- DATA TO USE
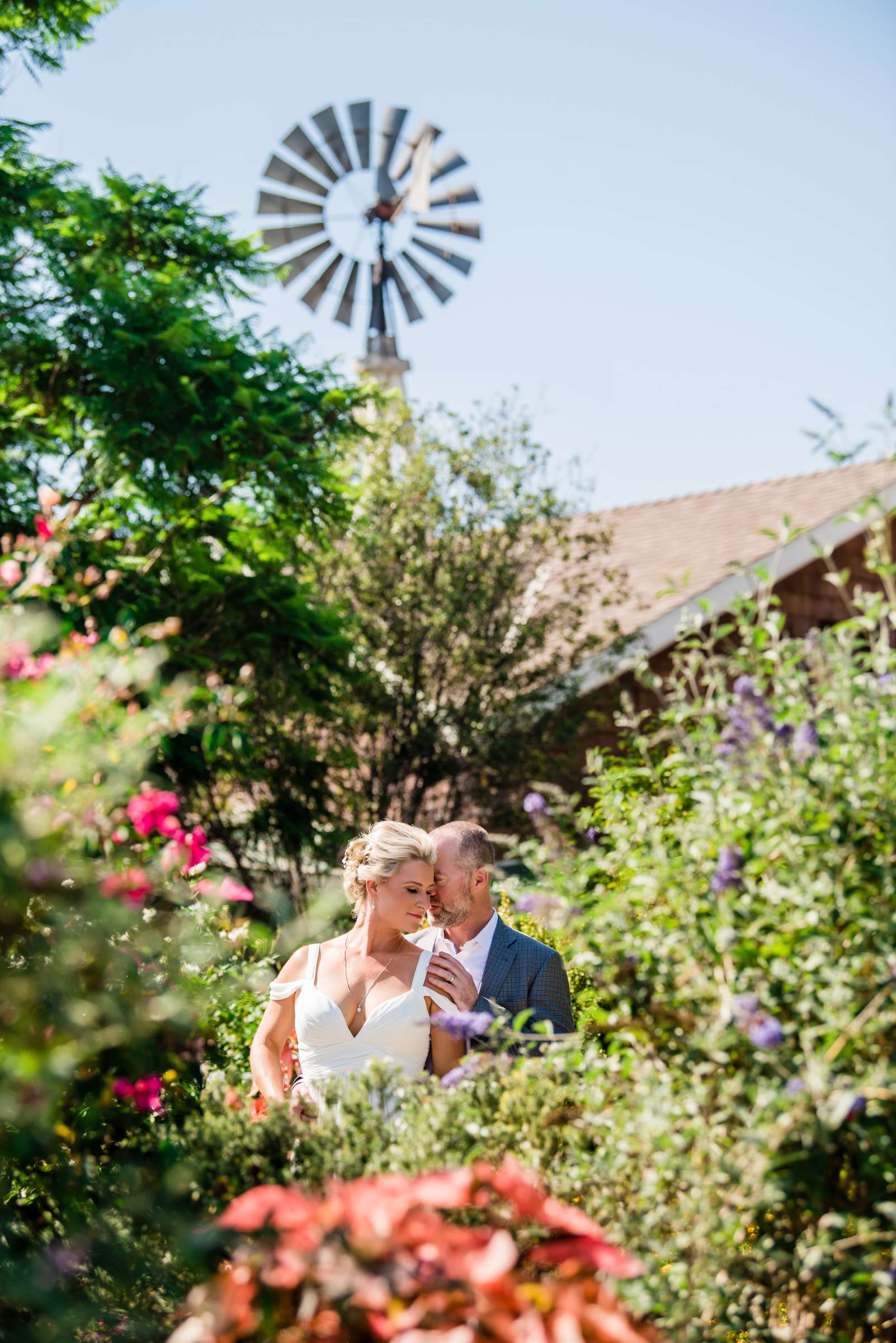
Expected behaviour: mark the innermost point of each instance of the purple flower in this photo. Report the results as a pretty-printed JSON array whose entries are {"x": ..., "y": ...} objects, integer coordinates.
[
  {"x": 728, "y": 874},
  {"x": 805, "y": 742},
  {"x": 857, "y": 1109},
  {"x": 765, "y": 1032},
  {"x": 534, "y": 805},
  {"x": 460, "y": 1072},
  {"x": 464, "y": 1025}
]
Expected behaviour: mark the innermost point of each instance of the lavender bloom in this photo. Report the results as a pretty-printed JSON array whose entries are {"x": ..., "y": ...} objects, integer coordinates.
[
  {"x": 728, "y": 874},
  {"x": 745, "y": 689},
  {"x": 805, "y": 742},
  {"x": 464, "y": 1025},
  {"x": 536, "y": 805},
  {"x": 765, "y": 1032}
]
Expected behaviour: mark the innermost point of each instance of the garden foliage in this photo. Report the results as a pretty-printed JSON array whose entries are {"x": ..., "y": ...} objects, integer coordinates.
[
  {"x": 726, "y": 904},
  {"x": 469, "y": 590},
  {"x": 375, "y": 1260}
]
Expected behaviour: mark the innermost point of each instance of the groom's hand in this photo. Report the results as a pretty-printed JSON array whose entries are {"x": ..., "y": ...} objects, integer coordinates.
[{"x": 450, "y": 978}]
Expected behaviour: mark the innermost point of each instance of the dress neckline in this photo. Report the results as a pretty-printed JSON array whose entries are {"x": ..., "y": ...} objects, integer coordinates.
[{"x": 312, "y": 982}]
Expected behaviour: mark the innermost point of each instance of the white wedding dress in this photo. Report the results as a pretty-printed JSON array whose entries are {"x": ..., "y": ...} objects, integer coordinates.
[{"x": 395, "y": 1032}]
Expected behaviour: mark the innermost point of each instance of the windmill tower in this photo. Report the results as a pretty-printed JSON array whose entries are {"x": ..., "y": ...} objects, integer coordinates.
[{"x": 369, "y": 225}]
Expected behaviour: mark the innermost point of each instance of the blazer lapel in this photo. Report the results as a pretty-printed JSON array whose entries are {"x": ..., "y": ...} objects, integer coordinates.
[{"x": 501, "y": 958}]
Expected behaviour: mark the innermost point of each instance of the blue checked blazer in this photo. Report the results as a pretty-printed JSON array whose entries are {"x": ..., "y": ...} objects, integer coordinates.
[{"x": 520, "y": 974}]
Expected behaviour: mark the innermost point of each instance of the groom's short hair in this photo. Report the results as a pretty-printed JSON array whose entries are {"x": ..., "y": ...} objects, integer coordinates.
[{"x": 474, "y": 847}]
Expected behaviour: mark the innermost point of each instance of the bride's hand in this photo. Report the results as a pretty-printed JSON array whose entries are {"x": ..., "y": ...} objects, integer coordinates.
[{"x": 450, "y": 978}]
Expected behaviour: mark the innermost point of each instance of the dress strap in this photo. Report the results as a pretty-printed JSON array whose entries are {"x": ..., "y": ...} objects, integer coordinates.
[
  {"x": 420, "y": 970},
  {"x": 285, "y": 989}
]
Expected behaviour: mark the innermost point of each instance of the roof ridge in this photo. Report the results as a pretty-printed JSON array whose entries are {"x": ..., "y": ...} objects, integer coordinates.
[{"x": 746, "y": 485}]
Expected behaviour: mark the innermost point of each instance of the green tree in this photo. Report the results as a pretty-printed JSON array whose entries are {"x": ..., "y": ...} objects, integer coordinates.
[
  {"x": 469, "y": 588},
  {"x": 200, "y": 472},
  {"x": 41, "y": 31}
]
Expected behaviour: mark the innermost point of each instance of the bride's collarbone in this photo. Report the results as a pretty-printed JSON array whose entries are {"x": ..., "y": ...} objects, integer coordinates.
[{"x": 365, "y": 977}]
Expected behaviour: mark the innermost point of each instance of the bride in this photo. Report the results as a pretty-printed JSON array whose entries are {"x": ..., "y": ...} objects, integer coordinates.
[{"x": 362, "y": 997}]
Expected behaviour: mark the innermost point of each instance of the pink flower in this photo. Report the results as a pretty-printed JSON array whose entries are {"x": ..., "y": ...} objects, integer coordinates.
[
  {"x": 76, "y": 641},
  {"x": 147, "y": 1093},
  {"x": 149, "y": 809},
  {"x": 133, "y": 885},
  {"x": 228, "y": 890},
  {"x": 22, "y": 666},
  {"x": 144, "y": 1092}
]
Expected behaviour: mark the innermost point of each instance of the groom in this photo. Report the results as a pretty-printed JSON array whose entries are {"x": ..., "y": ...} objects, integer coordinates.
[{"x": 478, "y": 961}]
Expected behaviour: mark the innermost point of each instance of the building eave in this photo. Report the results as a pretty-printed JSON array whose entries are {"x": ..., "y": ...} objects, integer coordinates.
[{"x": 702, "y": 608}]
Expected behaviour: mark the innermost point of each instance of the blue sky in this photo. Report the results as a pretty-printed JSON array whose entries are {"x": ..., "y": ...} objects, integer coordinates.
[{"x": 688, "y": 206}]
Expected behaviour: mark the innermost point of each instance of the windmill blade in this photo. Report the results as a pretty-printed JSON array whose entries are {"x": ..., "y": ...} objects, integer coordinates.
[
  {"x": 280, "y": 171},
  {"x": 313, "y": 296},
  {"x": 392, "y": 125},
  {"x": 329, "y": 128},
  {"x": 412, "y": 312},
  {"x": 440, "y": 290},
  {"x": 360, "y": 118},
  {"x": 455, "y": 196},
  {"x": 271, "y": 205},
  {"x": 295, "y": 233},
  {"x": 298, "y": 264},
  {"x": 460, "y": 264},
  {"x": 405, "y": 158},
  {"x": 305, "y": 148},
  {"x": 450, "y": 162},
  {"x": 346, "y": 303},
  {"x": 471, "y": 232}
]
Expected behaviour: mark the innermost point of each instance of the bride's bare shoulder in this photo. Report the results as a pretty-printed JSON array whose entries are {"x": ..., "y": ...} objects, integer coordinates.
[{"x": 295, "y": 968}]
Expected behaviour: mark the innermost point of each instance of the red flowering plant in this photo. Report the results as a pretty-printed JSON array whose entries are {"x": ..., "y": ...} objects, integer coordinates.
[
  {"x": 103, "y": 935},
  {"x": 376, "y": 1259}
]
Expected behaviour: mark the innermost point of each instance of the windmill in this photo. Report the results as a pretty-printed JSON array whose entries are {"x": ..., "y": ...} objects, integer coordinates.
[{"x": 372, "y": 220}]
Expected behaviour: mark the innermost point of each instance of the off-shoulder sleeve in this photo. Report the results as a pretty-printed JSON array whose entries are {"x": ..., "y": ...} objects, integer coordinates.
[
  {"x": 285, "y": 989},
  {"x": 440, "y": 1001}
]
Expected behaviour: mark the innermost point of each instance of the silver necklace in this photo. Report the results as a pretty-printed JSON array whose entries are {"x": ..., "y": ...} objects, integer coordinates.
[{"x": 360, "y": 1005}]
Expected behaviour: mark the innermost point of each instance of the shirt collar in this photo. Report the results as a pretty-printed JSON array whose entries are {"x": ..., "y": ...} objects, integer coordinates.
[{"x": 482, "y": 939}]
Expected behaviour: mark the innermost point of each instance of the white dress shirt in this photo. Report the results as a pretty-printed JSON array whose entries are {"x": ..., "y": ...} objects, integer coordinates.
[{"x": 473, "y": 955}]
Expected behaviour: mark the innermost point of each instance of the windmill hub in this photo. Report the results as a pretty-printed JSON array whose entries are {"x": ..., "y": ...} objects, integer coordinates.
[{"x": 380, "y": 223}]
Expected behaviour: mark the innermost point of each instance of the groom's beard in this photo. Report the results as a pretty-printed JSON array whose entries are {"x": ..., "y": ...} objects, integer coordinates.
[{"x": 449, "y": 917}]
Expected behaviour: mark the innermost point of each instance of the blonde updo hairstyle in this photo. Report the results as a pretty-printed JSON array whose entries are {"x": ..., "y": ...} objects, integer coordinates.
[{"x": 379, "y": 853}]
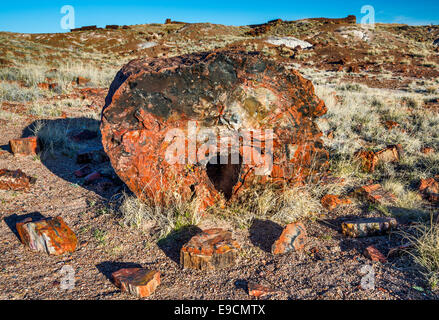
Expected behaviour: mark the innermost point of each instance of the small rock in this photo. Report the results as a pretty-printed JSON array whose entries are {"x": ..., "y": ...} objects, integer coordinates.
[
  {"x": 209, "y": 250},
  {"x": 82, "y": 81},
  {"x": 50, "y": 235},
  {"x": 292, "y": 239},
  {"x": 257, "y": 290},
  {"x": 330, "y": 202},
  {"x": 104, "y": 185},
  {"x": 390, "y": 154},
  {"x": 430, "y": 189},
  {"x": 15, "y": 180},
  {"x": 24, "y": 146},
  {"x": 375, "y": 194},
  {"x": 427, "y": 150},
  {"x": 390, "y": 124},
  {"x": 370, "y": 159},
  {"x": 137, "y": 281},
  {"x": 374, "y": 254},
  {"x": 368, "y": 227}
]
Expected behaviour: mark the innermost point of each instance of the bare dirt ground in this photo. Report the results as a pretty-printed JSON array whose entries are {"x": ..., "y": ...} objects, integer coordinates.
[{"x": 330, "y": 266}]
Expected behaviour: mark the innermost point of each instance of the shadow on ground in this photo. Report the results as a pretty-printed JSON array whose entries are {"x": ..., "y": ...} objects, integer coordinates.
[
  {"x": 108, "y": 267},
  {"x": 59, "y": 152},
  {"x": 12, "y": 220},
  {"x": 172, "y": 244},
  {"x": 263, "y": 233}
]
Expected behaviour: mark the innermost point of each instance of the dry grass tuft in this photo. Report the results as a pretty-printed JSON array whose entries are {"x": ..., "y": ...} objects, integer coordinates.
[
  {"x": 425, "y": 240},
  {"x": 148, "y": 215},
  {"x": 280, "y": 204}
]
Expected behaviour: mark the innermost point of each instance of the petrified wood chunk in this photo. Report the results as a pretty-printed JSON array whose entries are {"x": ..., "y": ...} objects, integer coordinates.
[
  {"x": 50, "y": 235},
  {"x": 211, "y": 249},
  {"x": 157, "y": 105},
  {"x": 15, "y": 180},
  {"x": 137, "y": 281}
]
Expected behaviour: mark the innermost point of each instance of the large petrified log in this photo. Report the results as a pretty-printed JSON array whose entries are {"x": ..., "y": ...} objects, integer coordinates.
[{"x": 260, "y": 113}]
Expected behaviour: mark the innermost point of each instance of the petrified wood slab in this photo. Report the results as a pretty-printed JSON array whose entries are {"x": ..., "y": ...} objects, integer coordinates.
[{"x": 50, "y": 235}]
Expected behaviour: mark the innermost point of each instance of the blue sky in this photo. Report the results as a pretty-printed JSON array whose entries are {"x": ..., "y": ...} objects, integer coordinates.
[{"x": 44, "y": 16}]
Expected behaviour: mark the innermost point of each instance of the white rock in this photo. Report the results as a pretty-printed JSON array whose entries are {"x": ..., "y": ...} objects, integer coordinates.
[{"x": 290, "y": 42}]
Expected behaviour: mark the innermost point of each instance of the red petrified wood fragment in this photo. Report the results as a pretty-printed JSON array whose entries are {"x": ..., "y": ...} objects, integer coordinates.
[
  {"x": 370, "y": 159},
  {"x": 375, "y": 194},
  {"x": 257, "y": 290},
  {"x": 231, "y": 93},
  {"x": 211, "y": 249},
  {"x": 50, "y": 235},
  {"x": 15, "y": 180},
  {"x": 430, "y": 189},
  {"x": 24, "y": 146},
  {"x": 137, "y": 281},
  {"x": 292, "y": 238}
]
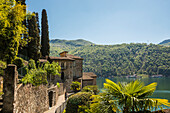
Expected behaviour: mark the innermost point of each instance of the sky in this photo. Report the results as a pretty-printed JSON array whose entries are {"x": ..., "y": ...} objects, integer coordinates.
[{"x": 106, "y": 21}]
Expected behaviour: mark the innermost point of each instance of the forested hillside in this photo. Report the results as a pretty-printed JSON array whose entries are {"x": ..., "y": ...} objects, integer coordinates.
[
  {"x": 123, "y": 59},
  {"x": 57, "y": 45},
  {"x": 165, "y": 42}
]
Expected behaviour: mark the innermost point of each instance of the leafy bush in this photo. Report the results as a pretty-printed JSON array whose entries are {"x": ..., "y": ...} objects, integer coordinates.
[
  {"x": 91, "y": 88},
  {"x": 2, "y": 67},
  {"x": 75, "y": 86},
  {"x": 52, "y": 69},
  {"x": 58, "y": 85},
  {"x": 31, "y": 64},
  {"x": 23, "y": 71},
  {"x": 35, "y": 77},
  {"x": 77, "y": 100},
  {"x": 18, "y": 62}
]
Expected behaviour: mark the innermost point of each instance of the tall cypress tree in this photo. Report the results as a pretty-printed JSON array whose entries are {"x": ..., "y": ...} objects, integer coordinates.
[
  {"x": 45, "y": 47},
  {"x": 34, "y": 45}
]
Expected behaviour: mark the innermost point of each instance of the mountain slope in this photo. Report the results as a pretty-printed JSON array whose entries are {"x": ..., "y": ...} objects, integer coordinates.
[
  {"x": 165, "y": 42},
  {"x": 122, "y": 59}
]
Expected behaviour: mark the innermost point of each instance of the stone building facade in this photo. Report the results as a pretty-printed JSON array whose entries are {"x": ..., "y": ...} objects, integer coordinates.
[
  {"x": 71, "y": 68},
  {"x": 88, "y": 78},
  {"x": 20, "y": 98}
]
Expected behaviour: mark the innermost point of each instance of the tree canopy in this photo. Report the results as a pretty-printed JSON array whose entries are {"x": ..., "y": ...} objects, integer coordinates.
[{"x": 12, "y": 15}]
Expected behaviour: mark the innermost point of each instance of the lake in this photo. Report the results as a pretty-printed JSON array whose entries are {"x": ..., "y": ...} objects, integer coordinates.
[{"x": 162, "y": 90}]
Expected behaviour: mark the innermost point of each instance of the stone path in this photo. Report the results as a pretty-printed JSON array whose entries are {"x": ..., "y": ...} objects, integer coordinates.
[{"x": 61, "y": 99}]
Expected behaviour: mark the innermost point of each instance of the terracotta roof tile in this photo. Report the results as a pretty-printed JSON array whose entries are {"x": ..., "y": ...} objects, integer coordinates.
[
  {"x": 43, "y": 60},
  {"x": 91, "y": 74},
  {"x": 88, "y": 76},
  {"x": 74, "y": 57},
  {"x": 61, "y": 58}
]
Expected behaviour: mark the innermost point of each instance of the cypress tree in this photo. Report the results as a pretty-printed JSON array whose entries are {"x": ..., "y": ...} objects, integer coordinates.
[
  {"x": 45, "y": 47},
  {"x": 34, "y": 45}
]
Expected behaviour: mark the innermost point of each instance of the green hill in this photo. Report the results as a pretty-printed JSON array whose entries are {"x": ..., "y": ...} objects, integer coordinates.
[
  {"x": 57, "y": 45},
  {"x": 165, "y": 42},
  {"x": 122, "y": 59}
]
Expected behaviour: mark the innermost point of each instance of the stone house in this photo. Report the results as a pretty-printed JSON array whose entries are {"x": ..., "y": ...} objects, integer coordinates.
[
  {"x": 71, "y": 68},
  {"x": 88, "y": 78}
]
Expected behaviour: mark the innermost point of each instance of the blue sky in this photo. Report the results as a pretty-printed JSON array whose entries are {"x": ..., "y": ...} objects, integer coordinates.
[{"x": 106, "y": 21}]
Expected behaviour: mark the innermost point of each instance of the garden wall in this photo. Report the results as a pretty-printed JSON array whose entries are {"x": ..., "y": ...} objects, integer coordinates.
[{"x": 31, "y": 99}]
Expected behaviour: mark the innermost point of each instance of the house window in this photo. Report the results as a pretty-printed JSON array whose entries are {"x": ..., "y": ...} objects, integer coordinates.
[
  {"x": 70, "y": 65},
  {"x": 74, "y": 63},
  {"x": 62, "y": 75},
  {"x": 62, "y": 65}
]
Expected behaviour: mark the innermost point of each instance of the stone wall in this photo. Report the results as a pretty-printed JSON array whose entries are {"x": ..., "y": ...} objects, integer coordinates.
[
  {"x": 31, "y": 99},
  {"x": 19, "y": 98},
  {"x": 87, "y": 82},
  {"x": 78, "y": 68}
]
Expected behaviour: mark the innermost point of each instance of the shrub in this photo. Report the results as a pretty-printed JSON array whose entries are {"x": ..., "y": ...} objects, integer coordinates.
[
  {"x": 91, "y": 88},
  {"x": 75, "y": 86},
  {"x": 2, "y": 67},
  {"x": 18, "y": 62},
  {"x": 35, "y": 77},
  {"x": 31, "y": 64},
  {"x": 23, "y": 71},
  {"x": 58, "y": 85},
  {"x": 77, "y": 100}
]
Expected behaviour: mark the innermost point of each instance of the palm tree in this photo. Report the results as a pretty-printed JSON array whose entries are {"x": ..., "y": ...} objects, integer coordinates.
[{"x": 134, "y": 96}]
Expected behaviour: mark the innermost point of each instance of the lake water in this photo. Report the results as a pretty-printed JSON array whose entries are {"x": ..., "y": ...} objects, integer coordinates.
[{"x": 162, "y": 90}]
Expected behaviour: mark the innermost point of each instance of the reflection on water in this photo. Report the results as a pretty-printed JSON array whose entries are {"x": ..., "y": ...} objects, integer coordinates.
[{"x": 162, "y": 90}]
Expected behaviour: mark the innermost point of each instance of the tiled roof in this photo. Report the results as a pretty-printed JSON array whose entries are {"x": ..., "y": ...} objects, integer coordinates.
[
  {"x": 63, "y": 52},
  {"x": 91, "y": 74},
  {"x": 43, "y": 60},
  {"x": 74, "y": 57},
  {"x": 61, "y": 58},
  {"x": 88, "y": 76}
]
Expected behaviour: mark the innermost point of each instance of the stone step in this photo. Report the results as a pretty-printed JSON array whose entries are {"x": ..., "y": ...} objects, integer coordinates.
[
  {"x": 1, "y": 104},
  {"x": 1, "y": 99}
]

- TASK PROMPT
Exact repetition is required for the lines from the one that contains "of the palm" through the final line; leave out everything else.

- REPLY
Expected behaviour: mark the innermost point of each instance of the palm tree in this photo. Report the results as a pretty-printed JSON array whose entries are {"x": ..., "y": ...} objects, integer coordinates.
[{"x": 134, "y": 96}]
Expected behaviour: mark the innermost point of each instance of the lake water in this photo. Report the results as a pretty-printed JSON array whose entries are {"x": ..., "y": ...} objects, integer coordinates.
[{"x": 162, "y": 90}]
Expected behaviour: mark the innermost point of each instance of the reflection on water in this photo. Report the results as a pretty-printed JSON array whose entries are {"x": ..., "y": ...} objects, integer coordinates.
[{"x": 162, "y": 90}]
Expected behaviour: mark the innermost point of each instance of the tiled roof in this photo. Report the results as a pretty-printed JSON array whose entries are {"x": ..., "y": ...} objects, integer coordinates.
[
  {"x": 63, "y": 52},
  {"x": 91, "y": 74},
  {"x": 43, "y": 60},
  {"x": 74, "y": 57},
  {"x": 61, "y": 58},
  {"x": 88, "y": 76}
]
Expected behaviour: mark the innermost point of each instance of the stone step in this photo. Report the results as a pretty-printed JSON array whose entries are {"x": ..., "y": ...} objects, integer coordinates.
[
  {"x": 1, "y": 104},
  {"x": 1, "y": 99}
]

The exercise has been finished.